» **GIVEN TASK**
Present the lines below as a numbered list, omitting any blank lines. Leave the picture out of your answer.

» **SOURCE DATA**
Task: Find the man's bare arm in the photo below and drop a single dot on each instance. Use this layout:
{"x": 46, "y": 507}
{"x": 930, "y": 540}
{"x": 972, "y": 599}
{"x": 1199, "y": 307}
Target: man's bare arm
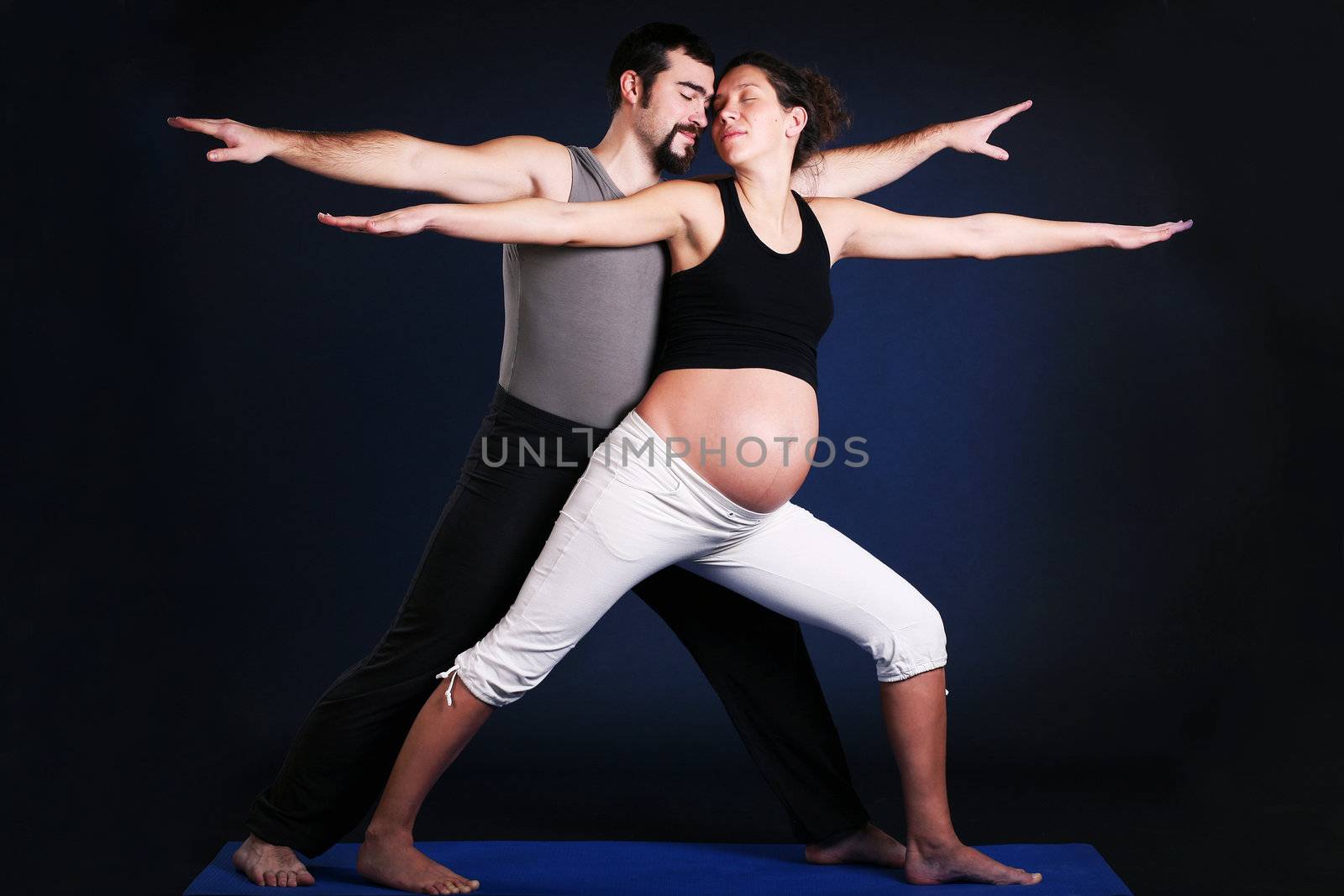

» **REPLY TO THE TASK**
1. Task: Find the man's bare arm in the photo below and drop a single dot on each instance. Use this layout:
2. {"x": 46, "y": 507}
3. {"x": 930, "y": 540}
4. {"x": 972, "y": 599}
5. {"x": 1199, "y": 307}
6. Target: man's bare arm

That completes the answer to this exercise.